== Exercise details ==
Copy each line below without leaving any out.

== Exercise material ==

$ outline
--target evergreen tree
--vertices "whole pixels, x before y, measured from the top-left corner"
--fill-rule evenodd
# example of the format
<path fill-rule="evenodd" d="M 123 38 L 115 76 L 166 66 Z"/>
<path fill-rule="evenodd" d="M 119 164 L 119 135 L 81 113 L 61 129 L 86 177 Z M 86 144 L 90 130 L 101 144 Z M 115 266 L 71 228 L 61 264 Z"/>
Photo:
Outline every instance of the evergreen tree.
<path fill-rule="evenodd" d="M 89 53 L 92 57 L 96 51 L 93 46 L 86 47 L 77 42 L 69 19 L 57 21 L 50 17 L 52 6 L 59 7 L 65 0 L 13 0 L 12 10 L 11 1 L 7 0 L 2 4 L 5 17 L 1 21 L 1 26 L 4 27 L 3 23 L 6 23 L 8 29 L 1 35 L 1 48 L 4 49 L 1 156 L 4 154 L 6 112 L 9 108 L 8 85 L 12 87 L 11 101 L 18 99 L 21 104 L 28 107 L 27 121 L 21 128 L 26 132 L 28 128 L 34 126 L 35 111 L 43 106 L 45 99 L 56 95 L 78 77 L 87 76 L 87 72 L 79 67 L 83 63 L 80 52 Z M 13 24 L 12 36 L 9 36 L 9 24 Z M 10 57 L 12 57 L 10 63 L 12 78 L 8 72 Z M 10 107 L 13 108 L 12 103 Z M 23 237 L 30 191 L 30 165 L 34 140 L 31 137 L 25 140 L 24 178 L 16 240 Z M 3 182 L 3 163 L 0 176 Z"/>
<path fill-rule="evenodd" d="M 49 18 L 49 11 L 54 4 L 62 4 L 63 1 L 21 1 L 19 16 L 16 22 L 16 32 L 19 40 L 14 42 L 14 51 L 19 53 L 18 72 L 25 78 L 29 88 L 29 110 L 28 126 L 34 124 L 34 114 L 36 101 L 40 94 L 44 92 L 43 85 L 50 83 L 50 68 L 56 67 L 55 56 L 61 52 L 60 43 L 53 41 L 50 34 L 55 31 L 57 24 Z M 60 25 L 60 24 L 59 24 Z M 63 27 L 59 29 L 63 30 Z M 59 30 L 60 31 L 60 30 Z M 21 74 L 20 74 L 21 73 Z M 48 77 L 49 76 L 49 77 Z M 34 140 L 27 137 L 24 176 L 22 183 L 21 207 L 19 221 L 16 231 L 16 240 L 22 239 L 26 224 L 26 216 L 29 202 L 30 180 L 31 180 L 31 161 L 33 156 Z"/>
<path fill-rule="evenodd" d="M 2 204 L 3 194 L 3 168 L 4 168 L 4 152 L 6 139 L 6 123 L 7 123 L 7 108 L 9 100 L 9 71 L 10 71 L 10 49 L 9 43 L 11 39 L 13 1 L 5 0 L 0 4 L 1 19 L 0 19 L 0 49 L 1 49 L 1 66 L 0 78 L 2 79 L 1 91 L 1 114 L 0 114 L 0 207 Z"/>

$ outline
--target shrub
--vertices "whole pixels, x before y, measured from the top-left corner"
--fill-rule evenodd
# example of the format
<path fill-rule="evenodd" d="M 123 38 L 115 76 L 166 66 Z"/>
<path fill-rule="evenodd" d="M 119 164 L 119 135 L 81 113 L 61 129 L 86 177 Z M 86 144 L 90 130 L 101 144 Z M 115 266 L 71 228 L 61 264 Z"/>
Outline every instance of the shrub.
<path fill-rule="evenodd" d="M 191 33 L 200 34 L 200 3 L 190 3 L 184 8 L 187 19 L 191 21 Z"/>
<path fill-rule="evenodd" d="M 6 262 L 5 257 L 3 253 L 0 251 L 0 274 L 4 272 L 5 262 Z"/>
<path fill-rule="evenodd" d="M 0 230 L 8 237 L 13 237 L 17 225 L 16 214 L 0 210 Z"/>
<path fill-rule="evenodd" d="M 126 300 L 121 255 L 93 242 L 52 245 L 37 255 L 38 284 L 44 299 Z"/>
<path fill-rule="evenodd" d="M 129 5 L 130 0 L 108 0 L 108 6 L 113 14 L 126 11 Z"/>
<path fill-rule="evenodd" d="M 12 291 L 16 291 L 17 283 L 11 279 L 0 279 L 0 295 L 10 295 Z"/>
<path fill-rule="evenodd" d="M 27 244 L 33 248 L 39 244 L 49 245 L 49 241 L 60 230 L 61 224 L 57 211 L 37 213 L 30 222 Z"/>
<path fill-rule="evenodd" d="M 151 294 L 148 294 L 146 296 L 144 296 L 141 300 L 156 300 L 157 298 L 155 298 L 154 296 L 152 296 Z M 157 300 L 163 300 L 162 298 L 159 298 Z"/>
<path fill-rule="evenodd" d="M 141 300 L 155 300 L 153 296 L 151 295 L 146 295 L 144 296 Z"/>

== Problem solution ==
$ outline
--target evergreen tree
--vertices "whole pixels, x before y, measured from the top-left corner"
--fill-rule evenodd
# example of the format
<path fill-rule="evenodd" d="M 123 38 L 115 76 L 166 66 Z"/>
<path fill-rule="evenodd" d="M 119 164 L 119 135 L 81 113 L 61 129 L 86 177 Z M 86 144 L 90 130 L 101 144 Z M 115 266 L 71 228 L 61 264 Z"/>
Photo:
Outline every instance of the evergreen tree.
<path fill-rule="evenodd" d="M 89 53 L 92 57 L 96 51 L 93 46 L 86 47 L 77 42 L 69 19 L 57 21 L 50 17 L 52 6 L 59 7 L 65 0 L 13 0 L 12 10 L 11 1 L 7 0 L 2 4 L 5 17 L 1 21 L 1 26 L 4 27 L 3 23 L 6 23 L 8 29 L 1 35 L 1 48 L 4 49 L 1 156 L 4 154 L 6 112 L 9 108 L 8 85 L 12 87 L 11 101 L 18 99 L 21 104 L 28 107 L 27 121 L 21 128 L 26 132 L 28 128 L 34 126 L 35 111 L 43 106 L 45 99 L 56 95 L 78 77 L 87 76 L 87 72 L 79 67 L 83 63 L 80 52 Z M 13 24 L 12 36 L 9 36 L 9 24 Z M 10 57 L 12 57 L 10 63 L 12 78 L 8 72 Z M 10 107 L 13 108 L 12 103 Z M 23 237 L 30 191 L 30 165 L 34 140 L 31 137 L 25 140 L 24 178 L 16 240 Z M 3 182 L 3 163 L 0 176 Z"/>
<path fill-rule="evenodd" d="M 49 18 L 49 11 L 54 4 L 62 4 L 63 1 L 21 1 L 19 16 L 16 22 L 16 32 L 19 40 L 14 42 L 14 51 L 19 53 L 18 72 L 25 78 L 29 88 L 29 110 L 28 126 L 34 124 L 34 114 L 36 101 L 40 94 L 44 92 L 43 85 L 50 83 L 50 68 L 56 67 L 55 56 L 61 52 L 60 43 L 53 41 L 50 34 L 55 31 L 57 24 Z M 60 25 L 60 24 L 59 24 Z M 63 27 L 59 29 L 63 30 Z M 59 30 L 60 31 L 60 30 Z M 21 74 L 20 74 L 21 73 Z M 48 77 L 49 76 L 49 77 Z M 34 140 L 27 137 L 24 176 L 22 183 L 21 207 L 19 221 L 16 231 L 16 240 L 22 239 L 26 224 L 26 216 L 29 202 L 30 180 L 31 180 L 31 161 L 33 156 Z"/>
<path fill-rule="evenodd" d="M 2 204 L 3 194 L 3 168 L 4 168 L 4 152 L 6 139 L 6 123 L 7 123 L 7 108 L 9 100 L 9 71 L 10 71 L 10 49 L 9 43 L 11 39 L 13 1 L 5 0 L 0 4 L 1 19 L 0 19 L 0 49 L 1 49 L 1 66 L 0 78 L 2 79 L 1 91 L 1 114 L 0 114 L 0 207 Z"/>

$ outline
--target shrub
--vertices "whole pixels, x before y, measured from the top-left corner"
--fill-rule evenodd
# example of the format
<path fill-rule="evenodd" d="M 123 38 L 115 76 L 166 66 Z"/>
<path fill-rule="evenodd" d="M 119 164 L 119 135 L 81 113 L 61 129 L 86 177 Z M 86 144 L 90 130 L 101 144 Z M 115 266 L 71 228 L 61 264 Z"/>
Outline every instance of the shrub.
<path fill-rule="evenodd" d="M 191 33 L 200 34 L 200 3 L 190 3 L 184 8 L 187 19 L 191 21 Z"/>
<path fill-rule="evenodd" d="M 6 262 L 5 257 L 3 253 L 0 251 L 0 274 L 4 272 L 5 262 Z"/>
<path fill-rule="evenodd" d="M 0 230 L 8 237 L 13 237 L 17 225 L 16 214 L 0 210 Z"/>
<path fill-rule="evenodd" d="M 126 300 L 121 255 L 93 242 L 52 245 L 37 255 L 38 284 L 44 299 Z"/>
<path fill-rule="evenodd" d="M 129 5 L 130 0 L 108 0 L 108 6 L 113 14 L 126 11 Z"/>
<path fill-rule="evenodd" d="M 12 291 L 16 291 L 17 283 L 11 279 L 0 279 L 0 295 L 10 295 Z"/>
<path fill-rule="evenodd" d="M 27 244 L 33 248 L 39 244 L 49 245 L 49 241 L 60 230 L 61 224 L 57 211 L 37 213 L 30 222 Z"/>
<path fill-rule="evenodd" d="M 151 294 L 148 294 L 146 296 L 144 296 L 141 300 L 156 300 L 157 298 L 155 298 L 154 296 L 152 296 Z M 157 300 L 163 300 L 162 298 L 159 298 Z"/>
<path fill-rule="evenodd" d="M 141 300 L 155 300 L 153 296 L 151 295 L 146 295 L 144 296 Z"/>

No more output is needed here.